Records:
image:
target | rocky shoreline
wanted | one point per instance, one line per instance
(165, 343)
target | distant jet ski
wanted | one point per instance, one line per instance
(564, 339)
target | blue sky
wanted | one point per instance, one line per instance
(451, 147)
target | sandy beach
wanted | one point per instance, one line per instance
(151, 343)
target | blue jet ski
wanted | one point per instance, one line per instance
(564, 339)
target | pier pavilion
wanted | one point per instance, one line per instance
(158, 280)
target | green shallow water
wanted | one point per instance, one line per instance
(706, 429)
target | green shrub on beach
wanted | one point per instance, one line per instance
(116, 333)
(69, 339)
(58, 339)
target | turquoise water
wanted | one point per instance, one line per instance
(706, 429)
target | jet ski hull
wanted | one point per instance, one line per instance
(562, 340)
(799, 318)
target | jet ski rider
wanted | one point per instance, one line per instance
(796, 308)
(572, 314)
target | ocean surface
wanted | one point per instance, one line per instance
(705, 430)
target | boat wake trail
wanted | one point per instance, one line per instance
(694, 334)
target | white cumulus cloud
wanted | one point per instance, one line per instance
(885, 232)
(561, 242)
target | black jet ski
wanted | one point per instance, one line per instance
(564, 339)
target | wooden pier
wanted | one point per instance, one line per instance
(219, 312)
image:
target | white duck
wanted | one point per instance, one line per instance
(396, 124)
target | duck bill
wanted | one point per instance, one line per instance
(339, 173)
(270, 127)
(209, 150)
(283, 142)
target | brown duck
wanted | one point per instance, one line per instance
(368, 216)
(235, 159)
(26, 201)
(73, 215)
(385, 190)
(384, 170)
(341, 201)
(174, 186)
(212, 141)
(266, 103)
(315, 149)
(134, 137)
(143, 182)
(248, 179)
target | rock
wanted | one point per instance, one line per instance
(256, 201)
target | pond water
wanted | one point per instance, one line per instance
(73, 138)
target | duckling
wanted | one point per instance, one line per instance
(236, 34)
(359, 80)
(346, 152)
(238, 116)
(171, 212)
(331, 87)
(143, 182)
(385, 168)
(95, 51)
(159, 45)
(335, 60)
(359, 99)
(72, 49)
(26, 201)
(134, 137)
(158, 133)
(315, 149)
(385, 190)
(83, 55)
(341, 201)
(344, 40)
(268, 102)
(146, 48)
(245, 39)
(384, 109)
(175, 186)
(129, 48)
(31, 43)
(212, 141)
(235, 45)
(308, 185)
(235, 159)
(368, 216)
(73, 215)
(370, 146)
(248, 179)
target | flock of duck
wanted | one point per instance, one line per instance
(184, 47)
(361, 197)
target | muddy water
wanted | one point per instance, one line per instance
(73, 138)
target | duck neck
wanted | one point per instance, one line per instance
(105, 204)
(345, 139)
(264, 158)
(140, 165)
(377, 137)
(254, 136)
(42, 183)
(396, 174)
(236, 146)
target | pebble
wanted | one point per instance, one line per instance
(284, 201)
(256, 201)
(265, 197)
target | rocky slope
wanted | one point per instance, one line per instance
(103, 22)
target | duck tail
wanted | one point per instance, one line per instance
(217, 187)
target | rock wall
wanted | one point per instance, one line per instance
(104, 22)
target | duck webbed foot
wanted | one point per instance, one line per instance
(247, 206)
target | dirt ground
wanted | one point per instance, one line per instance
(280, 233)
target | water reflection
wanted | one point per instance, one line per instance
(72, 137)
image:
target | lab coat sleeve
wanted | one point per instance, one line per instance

Given problem: Can you print all of the lines above again, word for word and in the same order?

Solution:
image:
target | rocky shoreline
wanted | one point per instance, one line per instance
(165, 343)
target | distant jet ski
wanted | one point per instance, one line per instance
(564, 339)
target | blue sky
wanted | one point per instance, one line per instance
(451, 147)
target | sandy beach
wanted | one point per instance, one line per instance
(151, 343)
target | blue jet ski
wanted | one point per instance, one line per instance
(564, 339)
target | pier pavilion
wanted | one point per instance, one line per instance
(158, 280)
target | green shallow water
wanted | one point per instance, one line per instance
(706, 429)
target | green shrub on beach
wanted | one point per instance, one line per instance
(116, 333)
(69, 339)
(58, 339)
target | turquoise water
wanted | one point per instance, one line per instance
(706, 429)
target | jet ski hull
wanted | one point per instance, one line per instance
(562, 340)
(799, 318)
target | jet ski rider
wanted | one point per instance, one line per instance
(796, 308)
(572, 314)
target | ocean surface
wanted | one point per instance, one line per instance
(705, 430)
target | boat wake trail
wanted | one point per instance, one line per instance
(694, 334)
target | white cumulus cloud
wanted | one point per instance, one line per instance
(885, 232)
(561, 242)
target | black jet ski
wanted | one point per instance, one line per instance
(564, 339)
target | wooden pier
wanted | one point per instance, one line per instance
(219, 312)
image:
target | white duck
wanted | one point per instance, one line per instance
(396, 124)
target | duck bill
wanted | one point per instance, one line per instance
(339, 173)
(270, 127)
(209, 150)
(283, 142)
target | brown duck
wanted | one point per instance, one line per instance
(368, 216)
(235, 159)
(26, 201)
(73, 215)
(385, 190)
(384, 170)
(341, 201)
(174, 186)
(212, 141)
(266, 103)
(315, 149)
(134, 137)
(143, 182)
(248, 179)
target | rock
wanted | one point per instance, one line per instance
(256, 201)
target | pond water
wanted | one point per instance, one line per instance
(73, 138)
target | duckling
wanted | one point per instance, one line per instance
(236, 34)
(359, 80)
(346, 152)
(238, 116)
(171, 212)
(331, 87)
(143, 182)
(385, 168)
(95, 51)
(159, 45)
(335, 60)
(359, 99)
(72, 49)
(26, 201)
(134, 137)
(158, 133)
(315, 149)
(385, 190)
(83, 55)
(341, 201)
(344, 40)
(268, 102)
(146, 48)
(245, 39)
(384, 109)
(175, 186)
(129, 48)
(31, 43)
(212, 141)
(235, 45)
(308, 185)
(235, 159)
(368, 216)
(73, 215)
(370, 146)
(248, 179)
target | flock of duck
wanted | one point per instance, one line per instance
(184, 47)
(361, 197)
target | muddy water
wanted | one point per instance, one line per instance
(73, 138)
target | duck neck
wanted | one point per instance, one line per instance
(105, 204)
(345, 139)
(264, 158)
(140, 165)
(377, 137)
(254, 136)
(42, 183)
(396, 174)
(236, 146)
target | pebble
wanted | one point per instance, one line per instance
(284, 201)
(256, 201)
(265, 197)
target | rocky slope
wanted | one point per instance, one line per instance
(103, 22)
target | duck tail
wanted | one point per instance, one line per instance
(217, 187)
target | rock wall
wanted | one point per instance, one line per instance
(104, 22)
target | duck webbed foot
wanted | one point per instance, one line per instance
(247, 206)
target | dirt ground
wanted | one point per instance, one line per instance
(280, 233)
target | water reflection
wanted | one point per instance, one line per instance
(72, 137)
image:
target | lab coat sleeve
wanted | one point per instance, one line per instance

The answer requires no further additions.